AUFGABE ->
Führen Sie den Bericht über Bürgerhaushalte in westfälischen Städten im Anschluss an seinen letzten Satz weiter.

#### TEXTAUSZUG ####

28.06.2011

Bürgerhaushalt: Städte lassen Einwohner bei Finanzen mitreden

Westfalen (wh). Weniger Straßenbeleuchtung, den Ordnungsdienst einsparen oder Papier doppelt bedrucken? Über solche Sparvorschläge wird in immer mehr westfälischen Städten öffentlich beraten und abgestimmt. Bürgerhaushalte sollen die kommunale Finanzplanung transparenter machen und bei Einwohnern mehr Verständnis für Einsparungen wecken.
In Westfalen erstellen neun Städte den Haushalt mit Bürgerbeteiligung, in elf Städten diskutieren Politik und Verwaltung über die Einführung und die Gemeinde Emsdetten hat seine Einwohner seit 2005 bereits mehrmals in die Finanzplanung mit einbezogen, zeigt eine Übersicht auf der Internetseite Bürgerhaushalt.org.
Eine aktuelle Studie der Bertelsmann Stiftung macht deutlich, dass auch das Interesse in der Bevölkerung an Bürgerhaushalten groß ist. Laut der repräsentativen Umfrage können sich 47 Prozent der Bundesbürger vorstellen, sich hier zu engagieren. Nur 20 Prozent sagen das über die Arbeit in einer Partei oder Bürgerinitiative.
Die Stadt Gütersloh hat kürzlich eine Bilanz des Bürgerhaushaltes gezogen: Einsparungen oder zusätzliche Einnahmen in Höhe von 300.000 Euro sollen die rund 390 Vorschläge der Bürger für den städtischen Haushalt bringen. Um den Diskussionsprozess zu moderieren, richtete die Stadt eine spezielle Internetseite ein. Hier konnte jedermann Ideen einstellen, diese mit "pro", "contra" oder "neutral" bewerten oder kommentieren. Darunter war auch der Vorschlag, dass die Stadt künftig verstärkt kontrollieren soll, ob Hundebesitzer Steuern für ihre Tiere zahlen. Die Idee von Nutzer "mantovanelli" wird nun von der Stadtverwaltung umgesetzt " 60.000 Euro zusätzliche Einnahmen erwartet die Kommune. "Es ging uns jedoch nicht allein um neue Einsparpotenziale, sondern um mehr Bürgerbeteiligung insgesamt. Es wurde nach einem starken Votum der Bürger hin auch die Förderung der Altbausanierung wieder aufgenommen, was Kosten von 30.000 Euro bedeutet", berichtet Stadtsprecherin Susanne Zimmermann.

#### DATENSATZ ####

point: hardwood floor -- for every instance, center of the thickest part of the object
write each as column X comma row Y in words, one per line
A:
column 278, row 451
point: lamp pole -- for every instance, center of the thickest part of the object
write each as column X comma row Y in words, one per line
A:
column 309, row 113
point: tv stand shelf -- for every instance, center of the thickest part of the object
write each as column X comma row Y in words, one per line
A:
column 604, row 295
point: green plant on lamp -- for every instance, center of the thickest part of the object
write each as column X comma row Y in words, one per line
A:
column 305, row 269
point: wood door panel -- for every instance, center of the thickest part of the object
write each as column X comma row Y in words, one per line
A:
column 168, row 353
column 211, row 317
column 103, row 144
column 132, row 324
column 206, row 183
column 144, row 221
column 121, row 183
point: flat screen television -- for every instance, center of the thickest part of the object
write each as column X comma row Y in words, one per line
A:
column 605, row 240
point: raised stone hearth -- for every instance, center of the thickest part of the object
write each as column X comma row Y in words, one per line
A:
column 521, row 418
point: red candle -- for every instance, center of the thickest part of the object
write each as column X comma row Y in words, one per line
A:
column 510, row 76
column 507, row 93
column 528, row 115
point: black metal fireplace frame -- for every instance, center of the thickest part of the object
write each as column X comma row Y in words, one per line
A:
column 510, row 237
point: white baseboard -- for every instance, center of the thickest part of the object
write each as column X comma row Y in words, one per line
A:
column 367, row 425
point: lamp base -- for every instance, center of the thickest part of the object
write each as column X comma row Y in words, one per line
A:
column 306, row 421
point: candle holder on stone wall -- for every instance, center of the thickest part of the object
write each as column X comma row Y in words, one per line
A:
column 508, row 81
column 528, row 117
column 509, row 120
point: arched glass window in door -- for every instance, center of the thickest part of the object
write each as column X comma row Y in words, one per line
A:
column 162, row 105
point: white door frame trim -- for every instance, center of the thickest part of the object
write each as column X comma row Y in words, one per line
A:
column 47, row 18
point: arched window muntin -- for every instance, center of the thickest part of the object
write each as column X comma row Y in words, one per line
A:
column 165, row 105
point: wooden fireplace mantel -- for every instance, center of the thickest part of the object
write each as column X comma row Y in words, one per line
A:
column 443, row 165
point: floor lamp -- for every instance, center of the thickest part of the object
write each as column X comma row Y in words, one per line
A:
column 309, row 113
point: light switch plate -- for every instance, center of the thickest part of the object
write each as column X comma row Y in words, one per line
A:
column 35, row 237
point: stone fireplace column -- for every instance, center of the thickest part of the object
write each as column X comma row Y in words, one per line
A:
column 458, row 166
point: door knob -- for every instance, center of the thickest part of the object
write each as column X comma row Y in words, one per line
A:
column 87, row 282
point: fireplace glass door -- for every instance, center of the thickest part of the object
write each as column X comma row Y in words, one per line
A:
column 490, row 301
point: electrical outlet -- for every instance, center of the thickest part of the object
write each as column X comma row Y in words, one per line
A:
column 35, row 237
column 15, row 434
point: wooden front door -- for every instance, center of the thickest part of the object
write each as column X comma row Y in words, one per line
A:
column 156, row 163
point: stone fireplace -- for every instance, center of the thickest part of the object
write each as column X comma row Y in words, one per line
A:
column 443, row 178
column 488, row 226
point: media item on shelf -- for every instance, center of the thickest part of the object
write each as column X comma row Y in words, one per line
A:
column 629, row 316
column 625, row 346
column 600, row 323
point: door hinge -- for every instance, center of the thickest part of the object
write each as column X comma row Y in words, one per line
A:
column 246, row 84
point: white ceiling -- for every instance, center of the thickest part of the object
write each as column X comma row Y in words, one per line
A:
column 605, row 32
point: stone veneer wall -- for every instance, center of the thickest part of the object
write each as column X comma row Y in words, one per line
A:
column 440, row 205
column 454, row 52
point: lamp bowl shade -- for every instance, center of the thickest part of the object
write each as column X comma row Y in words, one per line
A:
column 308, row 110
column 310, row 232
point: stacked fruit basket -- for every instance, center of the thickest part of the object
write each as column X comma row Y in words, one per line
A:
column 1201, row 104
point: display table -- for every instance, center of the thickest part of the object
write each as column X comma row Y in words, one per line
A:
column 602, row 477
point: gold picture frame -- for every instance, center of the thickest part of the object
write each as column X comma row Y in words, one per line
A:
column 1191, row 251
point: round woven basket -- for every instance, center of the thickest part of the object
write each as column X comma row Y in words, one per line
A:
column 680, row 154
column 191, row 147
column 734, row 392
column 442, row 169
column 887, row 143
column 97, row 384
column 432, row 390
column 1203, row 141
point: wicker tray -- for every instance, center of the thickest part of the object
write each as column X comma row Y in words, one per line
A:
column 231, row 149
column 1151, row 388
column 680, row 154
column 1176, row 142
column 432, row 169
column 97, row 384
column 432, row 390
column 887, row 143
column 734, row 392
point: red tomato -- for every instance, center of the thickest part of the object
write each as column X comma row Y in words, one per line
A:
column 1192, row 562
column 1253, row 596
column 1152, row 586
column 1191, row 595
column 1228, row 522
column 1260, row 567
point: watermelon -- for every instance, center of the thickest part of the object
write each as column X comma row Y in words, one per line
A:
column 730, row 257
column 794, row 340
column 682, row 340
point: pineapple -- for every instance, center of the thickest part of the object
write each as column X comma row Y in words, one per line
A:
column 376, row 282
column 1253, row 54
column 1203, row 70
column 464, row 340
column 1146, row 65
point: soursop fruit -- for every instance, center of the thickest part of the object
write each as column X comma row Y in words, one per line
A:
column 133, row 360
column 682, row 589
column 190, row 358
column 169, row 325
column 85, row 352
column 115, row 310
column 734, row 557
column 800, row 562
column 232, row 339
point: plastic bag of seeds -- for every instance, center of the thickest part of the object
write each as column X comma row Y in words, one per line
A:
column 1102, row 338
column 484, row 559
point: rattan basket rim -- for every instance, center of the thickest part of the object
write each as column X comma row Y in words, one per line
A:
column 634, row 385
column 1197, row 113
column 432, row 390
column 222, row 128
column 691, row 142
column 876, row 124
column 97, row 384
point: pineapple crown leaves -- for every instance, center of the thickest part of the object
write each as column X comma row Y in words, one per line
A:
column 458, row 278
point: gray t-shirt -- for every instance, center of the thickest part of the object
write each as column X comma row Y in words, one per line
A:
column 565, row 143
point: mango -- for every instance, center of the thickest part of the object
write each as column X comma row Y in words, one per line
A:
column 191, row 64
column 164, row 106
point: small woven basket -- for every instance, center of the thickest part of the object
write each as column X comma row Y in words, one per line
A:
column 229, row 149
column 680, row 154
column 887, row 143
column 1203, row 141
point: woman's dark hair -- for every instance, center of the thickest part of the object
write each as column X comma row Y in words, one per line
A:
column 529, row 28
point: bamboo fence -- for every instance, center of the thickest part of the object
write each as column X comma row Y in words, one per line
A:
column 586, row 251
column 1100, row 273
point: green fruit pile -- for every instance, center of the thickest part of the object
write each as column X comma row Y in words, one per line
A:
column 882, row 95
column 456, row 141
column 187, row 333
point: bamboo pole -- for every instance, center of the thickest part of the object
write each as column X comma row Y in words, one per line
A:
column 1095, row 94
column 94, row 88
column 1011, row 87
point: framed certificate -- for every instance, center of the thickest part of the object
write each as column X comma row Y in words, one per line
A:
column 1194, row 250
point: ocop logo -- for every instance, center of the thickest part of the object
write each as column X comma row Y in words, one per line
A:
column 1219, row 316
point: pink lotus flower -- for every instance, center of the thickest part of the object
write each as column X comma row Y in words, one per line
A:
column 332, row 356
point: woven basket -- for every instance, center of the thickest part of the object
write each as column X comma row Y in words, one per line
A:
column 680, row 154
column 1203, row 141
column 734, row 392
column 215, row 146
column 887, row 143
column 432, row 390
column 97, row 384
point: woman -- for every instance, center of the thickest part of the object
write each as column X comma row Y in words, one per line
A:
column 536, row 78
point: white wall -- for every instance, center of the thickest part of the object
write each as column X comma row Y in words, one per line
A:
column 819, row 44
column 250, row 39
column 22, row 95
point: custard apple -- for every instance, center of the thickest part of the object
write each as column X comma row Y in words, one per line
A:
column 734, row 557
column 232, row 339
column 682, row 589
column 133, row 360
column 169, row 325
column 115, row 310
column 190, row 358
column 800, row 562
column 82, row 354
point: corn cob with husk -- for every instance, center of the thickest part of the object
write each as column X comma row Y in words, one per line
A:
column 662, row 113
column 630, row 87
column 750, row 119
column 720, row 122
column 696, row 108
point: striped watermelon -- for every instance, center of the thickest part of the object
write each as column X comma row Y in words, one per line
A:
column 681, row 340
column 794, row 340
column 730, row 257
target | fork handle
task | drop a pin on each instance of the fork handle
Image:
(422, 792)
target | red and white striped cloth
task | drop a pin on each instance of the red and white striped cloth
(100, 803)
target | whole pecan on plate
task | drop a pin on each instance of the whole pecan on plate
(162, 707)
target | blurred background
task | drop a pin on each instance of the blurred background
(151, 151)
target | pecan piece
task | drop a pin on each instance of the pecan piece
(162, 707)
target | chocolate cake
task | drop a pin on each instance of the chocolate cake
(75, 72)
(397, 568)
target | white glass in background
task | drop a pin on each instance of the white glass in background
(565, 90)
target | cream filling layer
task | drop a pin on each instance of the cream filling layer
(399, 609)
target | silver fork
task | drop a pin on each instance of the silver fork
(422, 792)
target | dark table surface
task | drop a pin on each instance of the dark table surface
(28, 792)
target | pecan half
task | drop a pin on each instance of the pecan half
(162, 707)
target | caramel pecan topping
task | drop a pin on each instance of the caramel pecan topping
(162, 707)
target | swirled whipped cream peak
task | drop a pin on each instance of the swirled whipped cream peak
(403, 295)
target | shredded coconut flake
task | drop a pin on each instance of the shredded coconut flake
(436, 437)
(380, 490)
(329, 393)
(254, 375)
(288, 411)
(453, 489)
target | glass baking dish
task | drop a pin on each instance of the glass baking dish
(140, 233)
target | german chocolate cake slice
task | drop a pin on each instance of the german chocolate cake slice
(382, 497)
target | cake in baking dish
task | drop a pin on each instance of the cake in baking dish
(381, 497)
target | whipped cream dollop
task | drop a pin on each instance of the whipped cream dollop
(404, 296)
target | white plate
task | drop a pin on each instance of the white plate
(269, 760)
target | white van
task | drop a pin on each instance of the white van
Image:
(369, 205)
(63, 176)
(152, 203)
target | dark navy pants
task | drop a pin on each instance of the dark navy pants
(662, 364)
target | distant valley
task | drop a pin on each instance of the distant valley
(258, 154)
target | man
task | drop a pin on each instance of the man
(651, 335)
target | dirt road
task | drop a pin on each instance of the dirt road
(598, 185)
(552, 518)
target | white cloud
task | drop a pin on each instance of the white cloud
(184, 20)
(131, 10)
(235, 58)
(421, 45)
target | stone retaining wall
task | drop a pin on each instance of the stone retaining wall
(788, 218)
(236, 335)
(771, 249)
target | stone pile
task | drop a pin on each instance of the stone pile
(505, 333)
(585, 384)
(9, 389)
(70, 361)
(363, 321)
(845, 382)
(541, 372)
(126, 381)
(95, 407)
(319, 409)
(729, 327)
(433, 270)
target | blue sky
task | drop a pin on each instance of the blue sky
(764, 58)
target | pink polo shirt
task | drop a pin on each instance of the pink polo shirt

####

LÖSUNG ->
Überhaupt bedeutet die Einführung des Bürgerhaushaltes zusätzliche Kosten: Bis zu 150.000 Euro fallen in einer Großstadt an und zudem mehr Arbeit für Verwaltung und Ratsmitglieder, erklärt Dr. Oliver Märker. Er ist Experte für computergestützte Bürgerpartizipation und berät Kommunen zu diesem Thema. "Es gibt einen starken Trend zu mehr Transparenz bei politischen Entscheidungen und auch in der Finanzplanung", beobachtet er. "Zwar engagieren sich bei Bürgerhaushalten nur etwa ein bis zwei Prozent der Bevölkerung, aber zuvor, bei den herkömmlichen Haushaltsberatungen, war die Beteiligung gleich null", schildert er die Resonanz.
Der Vorteil für Städte liege dabei nicht in erster Linie in neuen Sparkonzepten. "Die meisten Vorschläge wurden in der Verwaltung und Politik schon einmal gedacht. Aber wenn sich die Politiker bei schwierigen Entscheidungen einer offenen Diskussion mit den Bürgern stellen, dann werden auch Kürzungen besser akzeptiert", meint Märker. Gerade die Proteste gegen das Bahnhofsprojekt Stuttgart 21 hätten hier ein Umdenken hin zu mehr Transparenz bewirkt.